What is being asked - Can you reproduce, word for word, the lines of the listing below from the one containing "Pick out the ceiling fan light" through the listing's last line, with both of those lines included?

Extracted material -
[Start]
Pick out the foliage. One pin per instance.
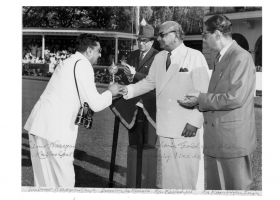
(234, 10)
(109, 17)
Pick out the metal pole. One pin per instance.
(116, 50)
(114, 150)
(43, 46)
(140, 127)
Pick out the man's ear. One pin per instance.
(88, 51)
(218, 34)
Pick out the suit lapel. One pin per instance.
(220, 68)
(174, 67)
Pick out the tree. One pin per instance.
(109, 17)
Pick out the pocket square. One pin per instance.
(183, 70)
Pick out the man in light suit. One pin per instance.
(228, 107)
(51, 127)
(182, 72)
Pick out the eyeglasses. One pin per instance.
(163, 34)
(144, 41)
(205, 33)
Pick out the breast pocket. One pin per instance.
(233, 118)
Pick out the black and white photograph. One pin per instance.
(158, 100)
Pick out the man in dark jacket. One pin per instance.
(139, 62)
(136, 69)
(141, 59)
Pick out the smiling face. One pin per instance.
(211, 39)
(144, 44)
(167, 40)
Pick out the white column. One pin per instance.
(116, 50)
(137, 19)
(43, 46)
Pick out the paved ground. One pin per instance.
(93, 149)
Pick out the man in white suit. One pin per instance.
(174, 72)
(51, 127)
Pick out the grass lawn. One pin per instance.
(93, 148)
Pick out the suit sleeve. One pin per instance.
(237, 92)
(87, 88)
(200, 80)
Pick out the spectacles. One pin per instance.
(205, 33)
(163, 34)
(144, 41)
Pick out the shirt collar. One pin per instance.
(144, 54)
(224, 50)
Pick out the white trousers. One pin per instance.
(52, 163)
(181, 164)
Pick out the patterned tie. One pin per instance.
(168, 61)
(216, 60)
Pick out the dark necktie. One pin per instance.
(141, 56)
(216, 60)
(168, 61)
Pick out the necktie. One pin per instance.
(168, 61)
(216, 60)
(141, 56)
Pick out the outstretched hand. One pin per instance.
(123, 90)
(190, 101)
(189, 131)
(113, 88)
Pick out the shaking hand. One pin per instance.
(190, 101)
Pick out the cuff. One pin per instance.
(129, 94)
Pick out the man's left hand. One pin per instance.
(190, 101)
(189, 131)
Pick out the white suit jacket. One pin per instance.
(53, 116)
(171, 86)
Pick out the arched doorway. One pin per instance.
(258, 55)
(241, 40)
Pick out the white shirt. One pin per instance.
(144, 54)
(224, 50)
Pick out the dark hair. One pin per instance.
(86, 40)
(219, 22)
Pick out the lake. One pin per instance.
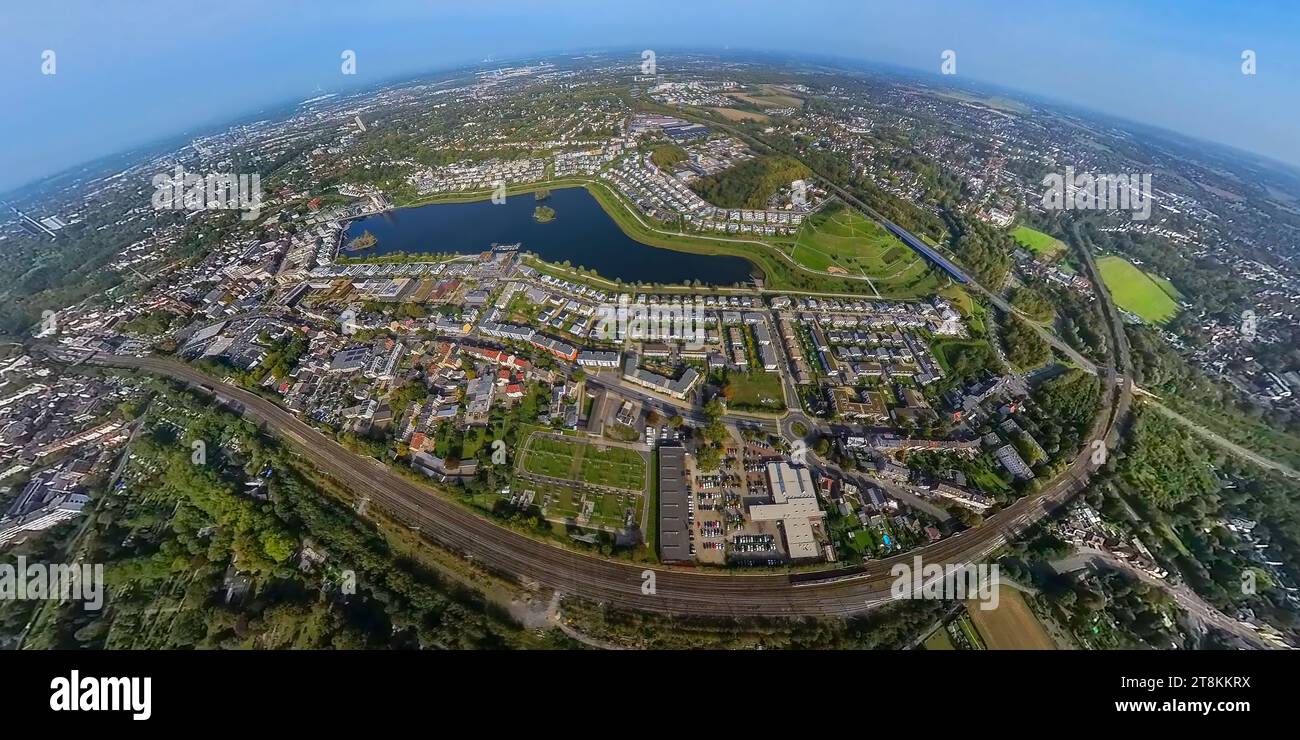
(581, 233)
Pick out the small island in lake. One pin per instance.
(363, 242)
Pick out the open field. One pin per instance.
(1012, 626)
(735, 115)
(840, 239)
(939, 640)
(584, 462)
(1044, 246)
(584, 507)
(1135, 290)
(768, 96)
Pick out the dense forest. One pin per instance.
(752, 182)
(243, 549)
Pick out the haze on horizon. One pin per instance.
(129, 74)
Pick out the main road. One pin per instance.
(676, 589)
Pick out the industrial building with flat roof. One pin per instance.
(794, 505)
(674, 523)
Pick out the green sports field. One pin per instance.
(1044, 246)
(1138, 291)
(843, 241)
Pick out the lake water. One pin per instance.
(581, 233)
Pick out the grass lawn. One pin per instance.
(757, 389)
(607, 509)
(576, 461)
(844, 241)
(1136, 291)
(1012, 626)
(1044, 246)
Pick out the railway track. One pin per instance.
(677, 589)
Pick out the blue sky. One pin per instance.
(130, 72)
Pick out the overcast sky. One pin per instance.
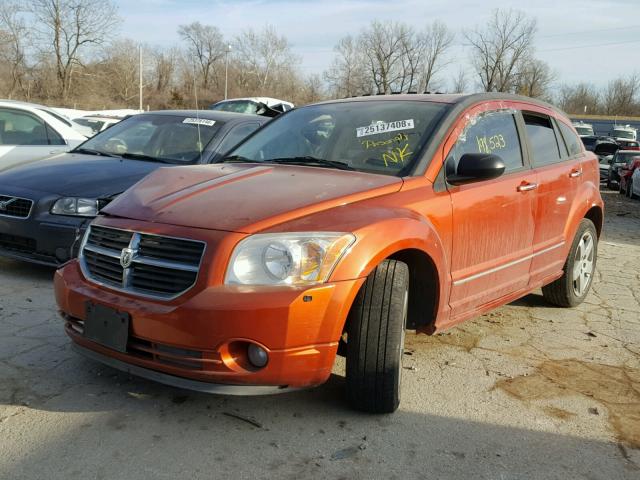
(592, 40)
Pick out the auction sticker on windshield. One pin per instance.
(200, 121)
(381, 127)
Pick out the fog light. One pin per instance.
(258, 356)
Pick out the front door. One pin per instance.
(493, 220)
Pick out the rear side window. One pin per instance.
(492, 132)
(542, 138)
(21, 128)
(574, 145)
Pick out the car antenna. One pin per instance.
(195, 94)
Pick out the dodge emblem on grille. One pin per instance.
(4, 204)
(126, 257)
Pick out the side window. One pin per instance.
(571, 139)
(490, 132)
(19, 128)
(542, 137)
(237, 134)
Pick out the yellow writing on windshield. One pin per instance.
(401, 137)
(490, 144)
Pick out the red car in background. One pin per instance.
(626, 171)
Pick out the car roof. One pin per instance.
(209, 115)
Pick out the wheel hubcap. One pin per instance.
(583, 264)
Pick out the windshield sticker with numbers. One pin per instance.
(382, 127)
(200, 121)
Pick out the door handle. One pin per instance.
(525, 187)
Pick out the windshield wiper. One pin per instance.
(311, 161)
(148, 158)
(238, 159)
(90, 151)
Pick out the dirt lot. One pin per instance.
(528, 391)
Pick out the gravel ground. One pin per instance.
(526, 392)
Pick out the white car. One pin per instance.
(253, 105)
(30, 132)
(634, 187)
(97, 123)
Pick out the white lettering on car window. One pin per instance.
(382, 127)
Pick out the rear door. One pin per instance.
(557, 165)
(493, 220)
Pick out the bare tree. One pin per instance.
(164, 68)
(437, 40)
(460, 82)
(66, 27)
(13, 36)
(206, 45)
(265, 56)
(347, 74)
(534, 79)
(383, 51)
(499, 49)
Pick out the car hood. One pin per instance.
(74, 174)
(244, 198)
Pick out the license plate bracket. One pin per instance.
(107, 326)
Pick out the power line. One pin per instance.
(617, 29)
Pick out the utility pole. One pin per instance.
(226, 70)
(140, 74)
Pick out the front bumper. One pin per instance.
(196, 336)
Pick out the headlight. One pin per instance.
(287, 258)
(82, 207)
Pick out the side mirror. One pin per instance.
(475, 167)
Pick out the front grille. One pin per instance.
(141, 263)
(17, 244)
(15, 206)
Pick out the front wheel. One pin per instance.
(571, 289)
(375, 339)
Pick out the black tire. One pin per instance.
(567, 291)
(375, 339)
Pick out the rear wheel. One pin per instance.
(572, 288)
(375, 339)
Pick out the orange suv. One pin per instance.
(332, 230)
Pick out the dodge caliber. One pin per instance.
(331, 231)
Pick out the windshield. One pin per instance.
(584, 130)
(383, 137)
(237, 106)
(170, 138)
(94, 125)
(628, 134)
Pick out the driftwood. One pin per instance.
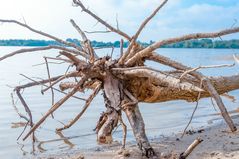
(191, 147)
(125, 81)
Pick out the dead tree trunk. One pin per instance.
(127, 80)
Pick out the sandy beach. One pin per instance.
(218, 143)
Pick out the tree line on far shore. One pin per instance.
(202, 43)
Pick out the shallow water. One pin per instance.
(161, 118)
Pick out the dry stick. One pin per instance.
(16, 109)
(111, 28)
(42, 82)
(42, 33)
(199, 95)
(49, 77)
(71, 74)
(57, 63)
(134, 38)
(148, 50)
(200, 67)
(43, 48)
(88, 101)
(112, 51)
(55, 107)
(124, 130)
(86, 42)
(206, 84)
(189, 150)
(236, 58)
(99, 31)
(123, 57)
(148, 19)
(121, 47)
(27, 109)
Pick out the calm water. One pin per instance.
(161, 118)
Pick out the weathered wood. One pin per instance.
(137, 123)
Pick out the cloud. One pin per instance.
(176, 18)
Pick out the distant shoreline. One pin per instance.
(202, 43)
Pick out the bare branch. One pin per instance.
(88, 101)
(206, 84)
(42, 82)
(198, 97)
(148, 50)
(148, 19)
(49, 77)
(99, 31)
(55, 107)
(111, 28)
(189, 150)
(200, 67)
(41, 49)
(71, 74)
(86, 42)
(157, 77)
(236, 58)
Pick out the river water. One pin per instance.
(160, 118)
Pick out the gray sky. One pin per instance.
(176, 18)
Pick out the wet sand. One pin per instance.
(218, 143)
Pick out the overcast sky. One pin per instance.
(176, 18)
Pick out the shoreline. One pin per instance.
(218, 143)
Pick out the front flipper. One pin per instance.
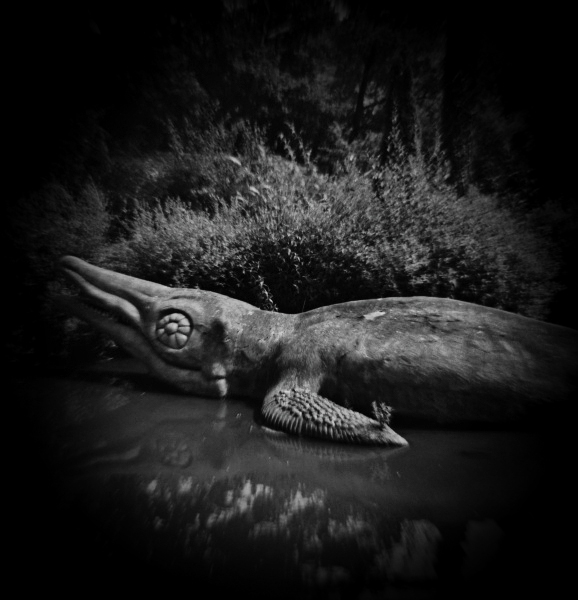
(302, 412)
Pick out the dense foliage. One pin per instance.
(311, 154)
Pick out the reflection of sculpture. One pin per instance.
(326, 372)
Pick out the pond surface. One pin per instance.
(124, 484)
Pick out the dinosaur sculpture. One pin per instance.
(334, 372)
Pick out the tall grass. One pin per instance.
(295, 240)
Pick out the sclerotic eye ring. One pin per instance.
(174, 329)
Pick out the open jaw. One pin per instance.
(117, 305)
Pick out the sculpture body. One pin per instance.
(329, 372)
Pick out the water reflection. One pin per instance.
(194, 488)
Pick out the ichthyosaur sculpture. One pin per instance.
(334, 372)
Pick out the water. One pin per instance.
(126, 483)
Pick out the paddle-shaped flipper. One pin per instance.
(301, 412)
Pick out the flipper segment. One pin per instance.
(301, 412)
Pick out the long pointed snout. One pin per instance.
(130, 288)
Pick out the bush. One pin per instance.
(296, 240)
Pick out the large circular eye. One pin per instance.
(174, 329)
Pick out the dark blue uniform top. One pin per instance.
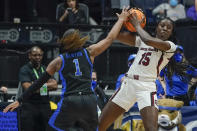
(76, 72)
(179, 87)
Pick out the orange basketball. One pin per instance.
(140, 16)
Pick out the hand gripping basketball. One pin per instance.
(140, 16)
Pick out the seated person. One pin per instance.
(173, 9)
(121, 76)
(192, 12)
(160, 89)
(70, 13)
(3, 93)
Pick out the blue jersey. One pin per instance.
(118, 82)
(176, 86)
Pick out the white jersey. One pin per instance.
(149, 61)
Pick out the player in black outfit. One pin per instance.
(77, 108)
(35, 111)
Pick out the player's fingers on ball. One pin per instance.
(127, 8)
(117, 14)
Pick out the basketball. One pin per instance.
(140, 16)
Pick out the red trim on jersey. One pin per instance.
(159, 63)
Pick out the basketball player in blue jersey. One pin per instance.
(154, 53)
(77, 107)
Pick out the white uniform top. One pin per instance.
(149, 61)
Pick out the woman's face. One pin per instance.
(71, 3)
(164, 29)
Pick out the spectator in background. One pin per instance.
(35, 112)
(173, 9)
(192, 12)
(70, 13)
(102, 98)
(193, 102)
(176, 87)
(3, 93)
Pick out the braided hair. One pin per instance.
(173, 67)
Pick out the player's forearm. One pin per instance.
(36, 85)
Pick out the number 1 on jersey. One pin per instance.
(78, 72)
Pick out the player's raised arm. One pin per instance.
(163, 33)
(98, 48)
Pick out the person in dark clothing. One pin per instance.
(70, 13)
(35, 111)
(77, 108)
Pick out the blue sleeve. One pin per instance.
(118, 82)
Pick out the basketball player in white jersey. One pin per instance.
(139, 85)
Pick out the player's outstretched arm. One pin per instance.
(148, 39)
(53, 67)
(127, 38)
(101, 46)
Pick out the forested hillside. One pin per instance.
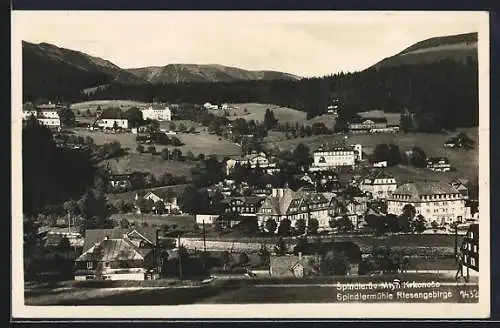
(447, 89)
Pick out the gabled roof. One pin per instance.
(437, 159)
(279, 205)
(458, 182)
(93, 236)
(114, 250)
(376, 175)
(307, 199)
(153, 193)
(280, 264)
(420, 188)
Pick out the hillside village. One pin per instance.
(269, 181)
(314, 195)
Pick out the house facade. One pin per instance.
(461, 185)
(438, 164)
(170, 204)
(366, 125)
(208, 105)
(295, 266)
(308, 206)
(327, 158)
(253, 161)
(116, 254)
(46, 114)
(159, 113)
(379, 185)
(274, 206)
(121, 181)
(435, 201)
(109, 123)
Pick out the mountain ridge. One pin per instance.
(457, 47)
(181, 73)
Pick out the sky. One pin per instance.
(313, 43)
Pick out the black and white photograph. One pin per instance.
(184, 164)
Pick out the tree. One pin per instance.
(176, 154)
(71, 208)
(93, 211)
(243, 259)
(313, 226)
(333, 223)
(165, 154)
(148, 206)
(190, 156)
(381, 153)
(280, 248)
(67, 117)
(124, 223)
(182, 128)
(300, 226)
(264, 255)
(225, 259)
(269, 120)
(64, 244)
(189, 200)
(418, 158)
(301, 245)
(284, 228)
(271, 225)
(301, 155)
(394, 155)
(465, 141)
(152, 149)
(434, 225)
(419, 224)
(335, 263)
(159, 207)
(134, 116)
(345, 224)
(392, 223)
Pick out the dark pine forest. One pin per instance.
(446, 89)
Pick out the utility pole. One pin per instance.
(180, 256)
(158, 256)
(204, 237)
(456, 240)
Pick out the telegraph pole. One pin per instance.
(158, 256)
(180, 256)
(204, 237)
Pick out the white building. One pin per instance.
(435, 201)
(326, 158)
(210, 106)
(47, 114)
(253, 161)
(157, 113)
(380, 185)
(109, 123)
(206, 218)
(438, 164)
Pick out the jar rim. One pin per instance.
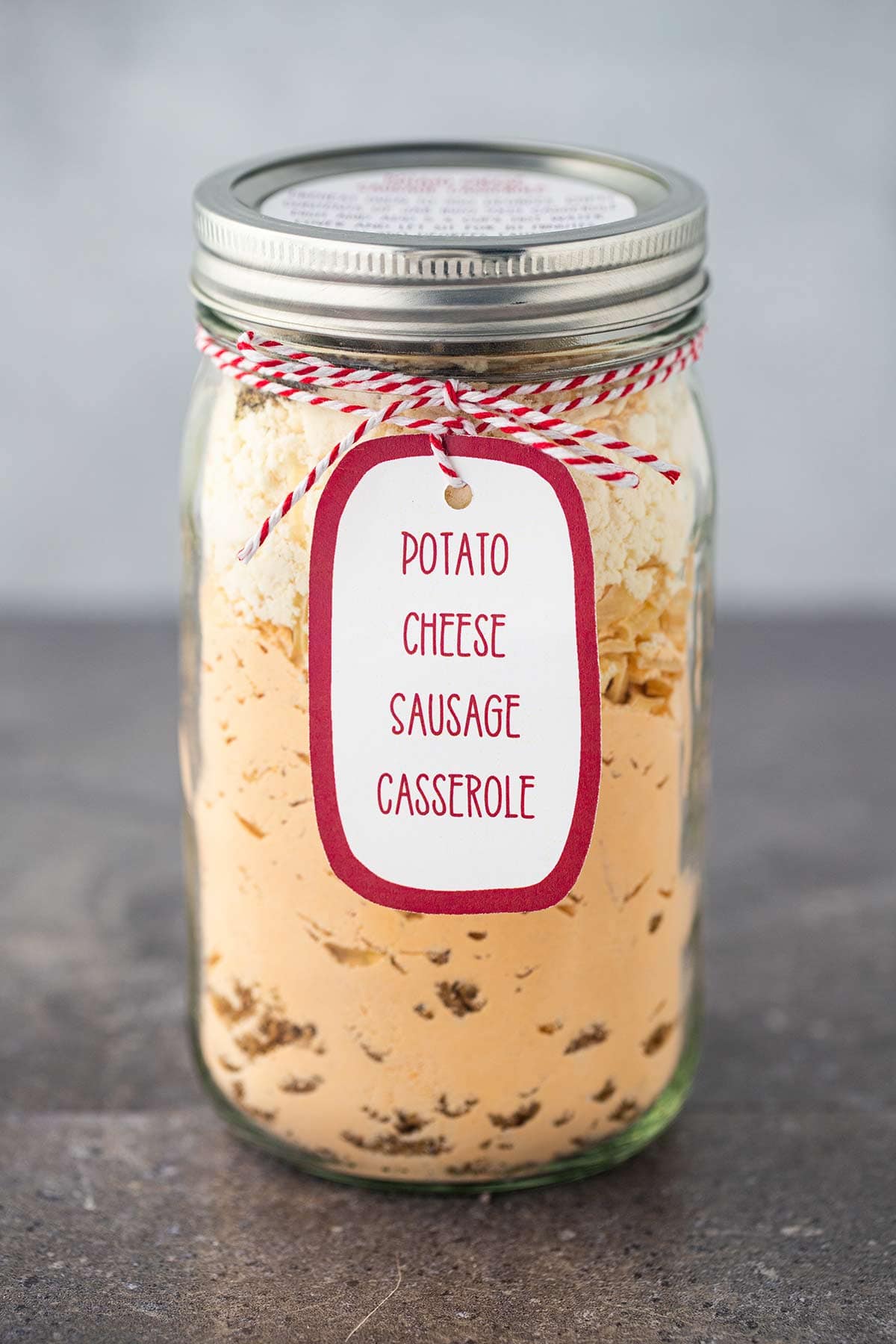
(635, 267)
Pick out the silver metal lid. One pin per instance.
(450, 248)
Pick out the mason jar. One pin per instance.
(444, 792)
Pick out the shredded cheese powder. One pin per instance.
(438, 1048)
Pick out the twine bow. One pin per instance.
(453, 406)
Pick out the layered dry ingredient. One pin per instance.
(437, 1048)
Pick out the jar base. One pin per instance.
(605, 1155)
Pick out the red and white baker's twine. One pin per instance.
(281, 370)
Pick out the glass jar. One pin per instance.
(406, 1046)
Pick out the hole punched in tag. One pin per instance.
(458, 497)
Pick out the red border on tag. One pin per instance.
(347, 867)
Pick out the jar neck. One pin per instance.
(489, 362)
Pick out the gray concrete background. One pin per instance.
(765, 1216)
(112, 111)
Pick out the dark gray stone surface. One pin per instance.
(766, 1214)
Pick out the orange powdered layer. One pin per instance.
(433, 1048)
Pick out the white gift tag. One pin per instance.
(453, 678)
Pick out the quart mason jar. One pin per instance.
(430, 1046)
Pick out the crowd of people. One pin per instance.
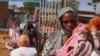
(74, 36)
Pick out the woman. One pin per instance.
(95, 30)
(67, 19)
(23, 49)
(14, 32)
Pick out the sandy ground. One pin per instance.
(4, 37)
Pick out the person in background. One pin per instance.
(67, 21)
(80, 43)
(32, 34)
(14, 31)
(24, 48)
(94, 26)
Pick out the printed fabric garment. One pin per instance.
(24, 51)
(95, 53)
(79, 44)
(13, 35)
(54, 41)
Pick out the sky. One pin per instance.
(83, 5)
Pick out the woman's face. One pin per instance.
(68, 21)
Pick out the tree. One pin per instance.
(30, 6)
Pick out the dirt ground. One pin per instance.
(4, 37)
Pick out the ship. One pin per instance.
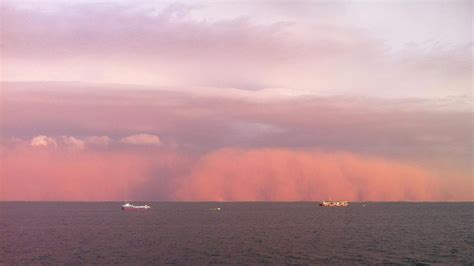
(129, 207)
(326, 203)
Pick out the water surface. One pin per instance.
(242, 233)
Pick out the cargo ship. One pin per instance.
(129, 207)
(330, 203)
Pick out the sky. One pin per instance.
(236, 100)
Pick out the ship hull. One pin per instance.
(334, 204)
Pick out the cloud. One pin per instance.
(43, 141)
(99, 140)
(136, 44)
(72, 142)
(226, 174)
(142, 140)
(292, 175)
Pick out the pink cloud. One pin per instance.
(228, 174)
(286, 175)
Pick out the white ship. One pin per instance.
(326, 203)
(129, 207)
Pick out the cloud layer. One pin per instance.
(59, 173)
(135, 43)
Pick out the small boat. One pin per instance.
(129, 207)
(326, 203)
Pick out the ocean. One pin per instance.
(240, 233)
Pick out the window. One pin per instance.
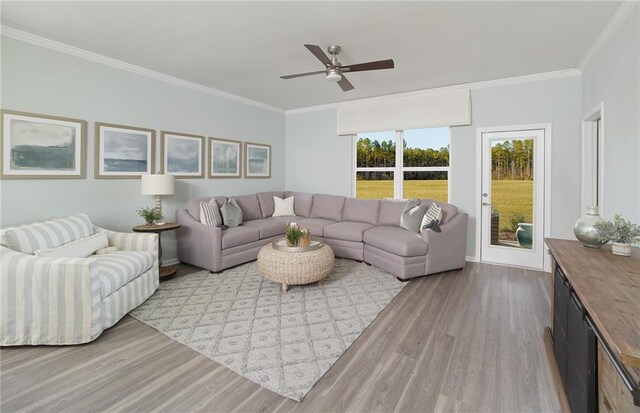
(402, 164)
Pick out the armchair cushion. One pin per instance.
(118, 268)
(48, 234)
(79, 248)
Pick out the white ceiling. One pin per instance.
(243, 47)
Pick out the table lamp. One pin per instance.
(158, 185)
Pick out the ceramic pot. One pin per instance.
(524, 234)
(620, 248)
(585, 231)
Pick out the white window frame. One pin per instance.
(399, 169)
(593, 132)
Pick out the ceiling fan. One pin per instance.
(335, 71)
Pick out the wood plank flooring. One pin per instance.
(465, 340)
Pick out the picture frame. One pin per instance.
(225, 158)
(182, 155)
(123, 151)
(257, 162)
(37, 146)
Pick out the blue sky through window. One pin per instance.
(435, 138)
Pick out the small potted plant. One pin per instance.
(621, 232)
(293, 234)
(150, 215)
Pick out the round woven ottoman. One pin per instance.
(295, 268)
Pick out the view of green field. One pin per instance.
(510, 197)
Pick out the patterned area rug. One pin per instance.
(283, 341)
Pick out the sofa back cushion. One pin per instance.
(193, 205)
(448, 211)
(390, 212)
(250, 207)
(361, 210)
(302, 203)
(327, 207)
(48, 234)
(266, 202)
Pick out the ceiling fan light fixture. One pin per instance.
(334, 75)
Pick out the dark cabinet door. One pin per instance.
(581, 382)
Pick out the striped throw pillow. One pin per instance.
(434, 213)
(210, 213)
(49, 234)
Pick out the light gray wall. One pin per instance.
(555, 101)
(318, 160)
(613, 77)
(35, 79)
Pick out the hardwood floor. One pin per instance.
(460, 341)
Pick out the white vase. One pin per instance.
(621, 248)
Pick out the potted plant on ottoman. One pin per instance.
[End]
Result of this task -
Pick out the ceiling fan light fixture. One pin per instance.
(334, 75)
Pick out the dark cabinet door. One pin per instance.
(581, 382)
Pick out the striped throw pillow. One pin per instance.
(434, 213)
(210, 213)
(49, 234)
Pick out the light gray wall. One pin per instance.
(555, 101)
(318, 160)
(613, 77)
(35, 79)
Pick out the hardwood floor. One pin per instance.
(460, 341)
Pick out the white vase. One pin per instance.
(621, 248)
Pick out the potted plant on ottoman. One pin per instance.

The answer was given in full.